### Stated exercise A
Summarize the VfL Neckarau article in two sentences.
### Stated exercise B
Rewrite the part of the VfL Neckarau article that opens with the words containing "VfL Neckarau is" and closes with "again in 1924.", putting "gymnastics associations" in place of "gymnastics clubs".

### Passage provided
______________________________

VfL Neckarau
- Full name: Verein für Leibesübungen 1884 e.V. Mannheim-Neckarau
- Founded: 1921
- Ground: Waldweg-Stadion
- Capacity: 6,000
- Chairman: Wolfgang Beha
- Manager: Richard Weber
- League: Landesliga Rhein-Neckar (VII)
- 2015–16: 9th
| Home colours | Away colours |

= VfL Neckarau =

German football club

VfL Neckarau is a German association football club from the district of Neckarau in the city of Mannheim, Baden-Württemberg.

==History==

===Foundation and early years===
The current day club came out of a long string of mergers of predecessor sides. On 9 September 1907, Fuβball-Club Germania 1904 and Fuβball-Club Allemannia 1905 united to form Fuβball-Vereinigung 1907 Neckarau. In 1921, FV in turn merged with the gymnastics clubs Turnverein 1884 Neckarau and Turnerbund Jahn Neckarau (which had formed its own football department in 1914), while playing in the Kreisliga Odenwald. The newly formed association was known as Verein für Leibesübungen 1884 Neckarau. The following year Athletik-Sportverein Neckarau became part of the club, while earlier partner TV Jahn Neckarau became an independent club again in 1924.

===Into the top flight===
The first appearance by VfL on the national stage came with their participation in the regional Süddeutschland qualifying round for the German championship in 1927. They again took part in qualification play in 1929 and 1932, but came away unsuccessful each time. Following the reorganization of German football into 16 top-flight divisions under the Third Reich in 1933, Neckarau became part of the Gauliga Baden (I).

They remained in first-division play until the end of World War II in 1945. In 1939, the team narrowly missed demotion. Despite being beaten 2:0 by SpVgg Sandhofen in relegation play, they avoided being sent down when league reorganization expanded their division allowing VfL to stay up in the Gauliga Baden-Staffel Nord. They rebounded and took the division title in 1941, but were quickly eliminated from the national playoffs after a poor showing in their qualification group. They also made their only appearance in national cup play that year when they took part in the opening round of the Tschammerpokal, predecessor to today's German Cup (DFB-Pokal), where they were eliminated 0:4 by FV Metz. From 1943 to 1945, VfL played as part of the combined wartime side Kriegspielgemeinschaft Neckarau alongside SpVgg Mannheim.

===Post war===
Following the conflict, the club was re-established as VfL 1884 Mannheim-Neckarau. The renewed association included the memberships of TV Jahn Neckarau and Arbeiter Turn- Sportverein Neckarau, a worker's club which had been disbanded in 1933 as politically undesirable under the Nazi regime. The footballers captured the title in the Landesliga Nordbaden (II) in 1946 and advanced to first-division play in the Oberliga Süd. They fared poorly in their next two campaigns and were sent down in 1948. The following season, a vice-championship in the Landesliga was followed by a failed promotion attempt. VfL captured the division in 1950 and then beat TSG Ulm 3:0 to return to the Oberliga Süd (I). They struggled through the 50s, lasting only two seasons in the Oberliga before slipping through the Landesliga and into lower level play. Fritz Balogh appeared for the national side in 1950 in their first international after World War II.

______________________________

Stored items

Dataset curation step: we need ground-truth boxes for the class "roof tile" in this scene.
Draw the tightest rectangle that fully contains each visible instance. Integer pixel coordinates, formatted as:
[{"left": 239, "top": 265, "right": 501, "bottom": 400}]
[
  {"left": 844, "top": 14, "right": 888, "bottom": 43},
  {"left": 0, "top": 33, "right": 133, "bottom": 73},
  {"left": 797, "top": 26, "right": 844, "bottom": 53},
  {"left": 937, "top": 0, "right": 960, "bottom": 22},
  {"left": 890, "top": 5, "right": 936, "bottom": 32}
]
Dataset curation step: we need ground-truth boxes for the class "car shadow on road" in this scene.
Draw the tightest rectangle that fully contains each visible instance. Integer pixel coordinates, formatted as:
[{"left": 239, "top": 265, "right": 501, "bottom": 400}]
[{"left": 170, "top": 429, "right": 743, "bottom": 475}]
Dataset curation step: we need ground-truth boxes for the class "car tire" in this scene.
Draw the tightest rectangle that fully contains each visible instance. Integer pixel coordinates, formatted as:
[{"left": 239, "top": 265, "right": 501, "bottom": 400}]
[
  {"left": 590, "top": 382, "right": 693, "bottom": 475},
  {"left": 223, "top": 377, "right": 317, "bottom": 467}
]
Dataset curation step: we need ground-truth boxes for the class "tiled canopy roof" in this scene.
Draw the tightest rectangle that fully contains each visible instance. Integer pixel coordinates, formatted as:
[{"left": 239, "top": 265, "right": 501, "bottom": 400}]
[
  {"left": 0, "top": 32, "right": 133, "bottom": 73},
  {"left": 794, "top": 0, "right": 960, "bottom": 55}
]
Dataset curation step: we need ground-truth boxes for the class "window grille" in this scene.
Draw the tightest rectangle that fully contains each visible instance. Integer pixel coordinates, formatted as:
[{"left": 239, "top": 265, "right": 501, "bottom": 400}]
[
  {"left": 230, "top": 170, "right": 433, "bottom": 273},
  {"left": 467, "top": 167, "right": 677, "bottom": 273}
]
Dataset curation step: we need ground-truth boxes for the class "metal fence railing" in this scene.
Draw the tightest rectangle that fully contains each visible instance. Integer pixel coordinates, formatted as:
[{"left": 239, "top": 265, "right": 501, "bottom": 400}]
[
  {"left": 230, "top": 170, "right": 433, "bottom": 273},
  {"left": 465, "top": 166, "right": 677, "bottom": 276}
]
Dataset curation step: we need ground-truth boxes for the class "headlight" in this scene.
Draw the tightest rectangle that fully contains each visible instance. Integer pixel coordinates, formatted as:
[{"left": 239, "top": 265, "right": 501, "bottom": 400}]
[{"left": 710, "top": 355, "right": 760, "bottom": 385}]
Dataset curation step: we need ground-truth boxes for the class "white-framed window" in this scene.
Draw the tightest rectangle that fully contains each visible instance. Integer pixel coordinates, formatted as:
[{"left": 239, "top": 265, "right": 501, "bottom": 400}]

______________________________

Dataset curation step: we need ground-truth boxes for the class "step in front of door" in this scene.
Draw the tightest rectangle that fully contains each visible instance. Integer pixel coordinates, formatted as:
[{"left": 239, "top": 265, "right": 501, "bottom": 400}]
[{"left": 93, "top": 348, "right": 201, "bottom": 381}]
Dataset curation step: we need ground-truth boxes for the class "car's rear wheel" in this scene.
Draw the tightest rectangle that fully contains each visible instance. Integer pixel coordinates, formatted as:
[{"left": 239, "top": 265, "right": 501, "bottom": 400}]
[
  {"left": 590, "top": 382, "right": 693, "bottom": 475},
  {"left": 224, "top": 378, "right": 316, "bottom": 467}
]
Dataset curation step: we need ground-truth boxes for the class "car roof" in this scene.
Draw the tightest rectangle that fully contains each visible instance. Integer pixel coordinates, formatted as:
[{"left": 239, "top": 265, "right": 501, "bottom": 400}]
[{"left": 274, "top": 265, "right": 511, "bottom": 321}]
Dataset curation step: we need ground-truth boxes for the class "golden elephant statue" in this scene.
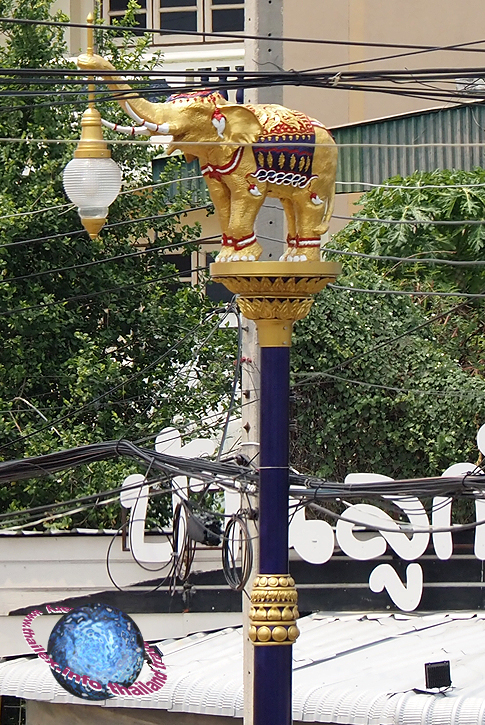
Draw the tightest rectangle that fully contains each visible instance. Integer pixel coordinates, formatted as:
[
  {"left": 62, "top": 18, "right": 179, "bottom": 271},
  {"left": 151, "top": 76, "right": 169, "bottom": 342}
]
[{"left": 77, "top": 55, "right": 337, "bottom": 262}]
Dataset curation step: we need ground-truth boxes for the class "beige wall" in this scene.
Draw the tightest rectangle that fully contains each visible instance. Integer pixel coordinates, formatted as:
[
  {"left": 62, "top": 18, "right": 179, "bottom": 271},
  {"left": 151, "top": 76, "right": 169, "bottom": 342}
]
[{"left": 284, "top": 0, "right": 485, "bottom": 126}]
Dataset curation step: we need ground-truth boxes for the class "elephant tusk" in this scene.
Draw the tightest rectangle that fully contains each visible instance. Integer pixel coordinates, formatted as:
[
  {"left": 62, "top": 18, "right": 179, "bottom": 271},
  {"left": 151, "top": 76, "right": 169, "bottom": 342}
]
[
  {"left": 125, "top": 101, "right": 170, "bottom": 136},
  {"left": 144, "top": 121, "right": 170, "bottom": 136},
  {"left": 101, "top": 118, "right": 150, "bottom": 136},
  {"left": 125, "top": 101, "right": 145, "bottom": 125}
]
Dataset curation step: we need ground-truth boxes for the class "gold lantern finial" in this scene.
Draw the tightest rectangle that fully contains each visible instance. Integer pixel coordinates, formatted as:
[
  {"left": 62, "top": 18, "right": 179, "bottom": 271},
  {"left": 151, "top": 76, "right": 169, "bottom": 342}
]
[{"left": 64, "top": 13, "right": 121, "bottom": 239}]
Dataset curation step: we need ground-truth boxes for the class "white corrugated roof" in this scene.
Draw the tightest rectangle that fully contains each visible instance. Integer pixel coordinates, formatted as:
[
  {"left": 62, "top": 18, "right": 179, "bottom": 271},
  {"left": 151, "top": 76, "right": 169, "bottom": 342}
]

______________________________

### Response A
VfL Neckarau is a German association football club from the Neckarau district of Mannheim, Baden-Württemberg, and it took the name Verein für Leibesübungen 1884 Neckarau after a 1921 merger in a long string of mergers. The club played in the Gauliga Baden from 1933 until the end of World War II in 1945, winning the division title in 1941, and after the war it twice reached the Oberliga Süd before slipping into lower-level play during the 1950s.

### Response B
VfL Neckarau is a German association football club from the district of Neckarau in the city of Mannheim, Baden-Württemberg.

==History==

===Foundation and early years===
The current day club came out of a long string of mergers of predecessor sides. On 9 September 1907, Fuβball-Club Germania 1904 and Fuβball-Club Allemannia 1905 united to form Fuβball-Vereinigung 1907 Neckarau. In 1921, FV in turn merged with the gymnastics associations Turnverein 1884 Neckarau and Turnerbund Jahn Neckarau (which had formed its own football department in 1914), while playing in the Kreisliga Odenwald. The newly formed association was known as Verein für Leibesübungen 1884 Neckarau. The following year Athletik-Sportverein Neckarau became part of the club, while earlier partner TV Jahn Neckarau became an independent club again in 1924.